▶ **Point annotations for photos**
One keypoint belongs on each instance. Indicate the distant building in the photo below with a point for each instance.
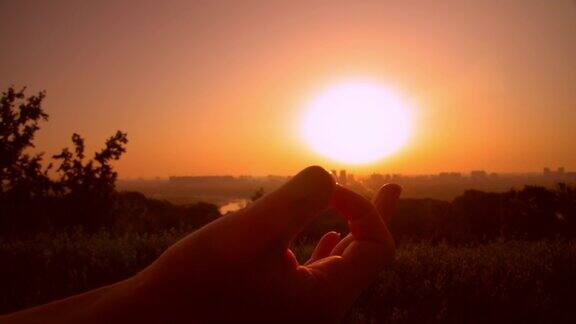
(342, 179)
(451, 176)
(478, 175)
(334, 174)
(201, 179)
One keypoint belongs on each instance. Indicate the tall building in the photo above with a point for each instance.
(342, 179)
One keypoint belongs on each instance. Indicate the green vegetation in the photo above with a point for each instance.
(511, 281)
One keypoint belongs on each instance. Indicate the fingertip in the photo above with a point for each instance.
(392, 190)
(386, 200)
(316, 183)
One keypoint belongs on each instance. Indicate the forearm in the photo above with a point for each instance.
(109, 304)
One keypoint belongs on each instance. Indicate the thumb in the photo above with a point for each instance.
(275, 219)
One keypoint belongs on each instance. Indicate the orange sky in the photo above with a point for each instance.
(212, 87)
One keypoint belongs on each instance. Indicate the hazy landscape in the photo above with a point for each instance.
(440, 134)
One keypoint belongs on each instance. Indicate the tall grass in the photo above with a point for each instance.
(503, 281)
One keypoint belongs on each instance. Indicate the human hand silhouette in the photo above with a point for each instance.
(240, 269)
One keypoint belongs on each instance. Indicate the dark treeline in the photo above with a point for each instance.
(476, 216)
(72, 191)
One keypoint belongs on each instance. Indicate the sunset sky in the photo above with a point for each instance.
(219, 87)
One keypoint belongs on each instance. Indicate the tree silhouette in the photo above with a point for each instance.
(82, 191)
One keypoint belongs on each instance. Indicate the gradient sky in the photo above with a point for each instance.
(213, 87)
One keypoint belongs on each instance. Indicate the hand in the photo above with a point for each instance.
(240, 269)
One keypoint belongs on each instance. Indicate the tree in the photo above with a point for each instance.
(82, 192)
(88, 185)
(19, 122)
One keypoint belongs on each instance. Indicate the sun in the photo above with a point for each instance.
(356, 122)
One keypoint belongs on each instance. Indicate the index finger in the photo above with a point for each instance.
(363, 218)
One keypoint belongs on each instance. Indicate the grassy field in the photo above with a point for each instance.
(503, 281)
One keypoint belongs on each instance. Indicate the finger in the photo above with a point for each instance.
(386, 200)
(364, 220)
(324, 246)
(273, 220)
(370, 250)
(342, 245)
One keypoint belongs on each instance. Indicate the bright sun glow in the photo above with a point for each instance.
(356, 122)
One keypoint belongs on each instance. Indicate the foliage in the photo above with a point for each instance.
(83, 191)
(502, 281)
(530, 213)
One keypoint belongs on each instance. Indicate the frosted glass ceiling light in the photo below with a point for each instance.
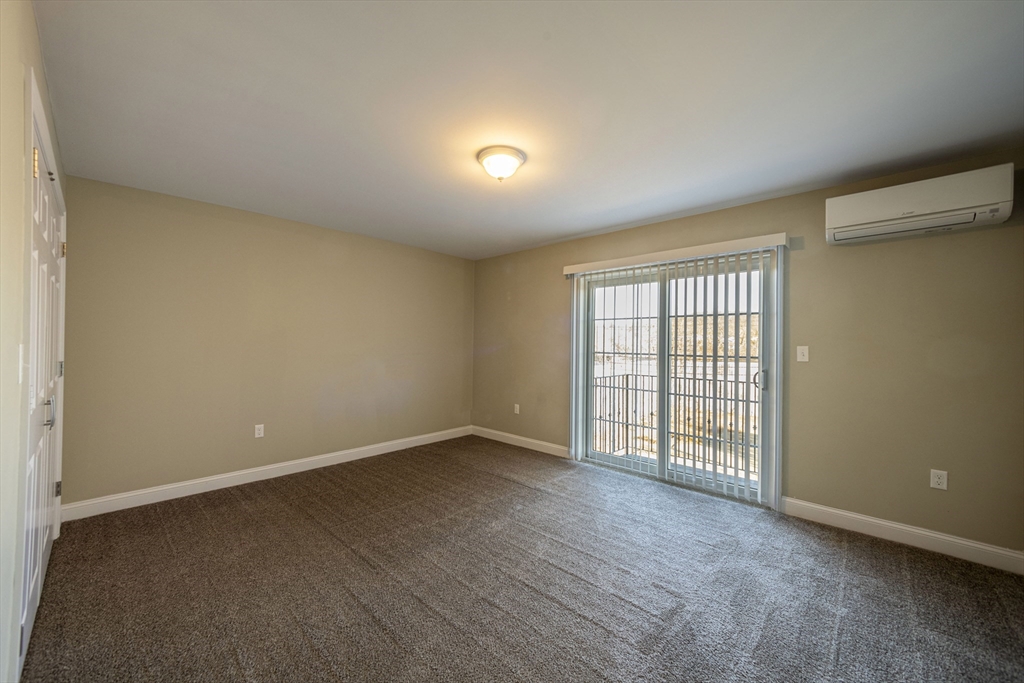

▶ **INSTRUCTIONS TO FOLLOW**
Starting at the line that contains "One keypoint belongs on each instance. Indicate the dark" and continuing through the last of the lines, reproduce those lines with the requests unchanged. Shift every point coordinate by adding 72 to each of its numbers, and leave the pictures out.

▶ **TASK RESULT**
One keypoint belongs on each instance. Indicate the dark treeline in the photo above with a point for each instance.
(548, 288)
(144, 263)
One keypoint belongs on each instance. Indicate the sunset sky in the photo above with a point for each instance.
(291, 159)
One keypoint belongs on each instance. Indicate the tree silhouette in the photo above with a point for each instance.
(154, 263)
One keypoint belongs on each instance. Indicate the gradient sky in the photo above with a point for each instance.
(285, 159)
One keypoint belongs on each instance. Indicate the hand in the photo above with a point for each instance.
(312, 341)
One keypoint belongs on each instance. Indicate the tree in the photo above with a point for each instance.
(154, 264)
(160, 257)
(91, 194)
One keypoint belongs on each instance. Indicate the sun in the photo above with a point for each instance.
(428, 194)
One keypoint belongs on each instance. Indicate the index finger in the photo above with a point for each instance.
(435, 290)
One keypoint belongs on each instance. Indicate the grassy field in the photo above with a point for each instance.
(575, 353)
One keypoint belongs on each instance. Indicate the finger in the photo above with a point for each instance.
(458, 272)
(436, 292)
(396, 318)
(345, 292)
(442, 322)
(414, 317)
One keypoint belongs on each instance. Indicate the bright sun glow in the photo above with a point for each instance.
(428, 194)
One keypoint belongs on each instance. Indicate the foliage in the photo above with a point for each instance.
(155, 263)
(574, 353)
(602, 285)
One keypoint belongs on each instance. Indicate the frosted glass ceiling light in the photo below with a point for each instance.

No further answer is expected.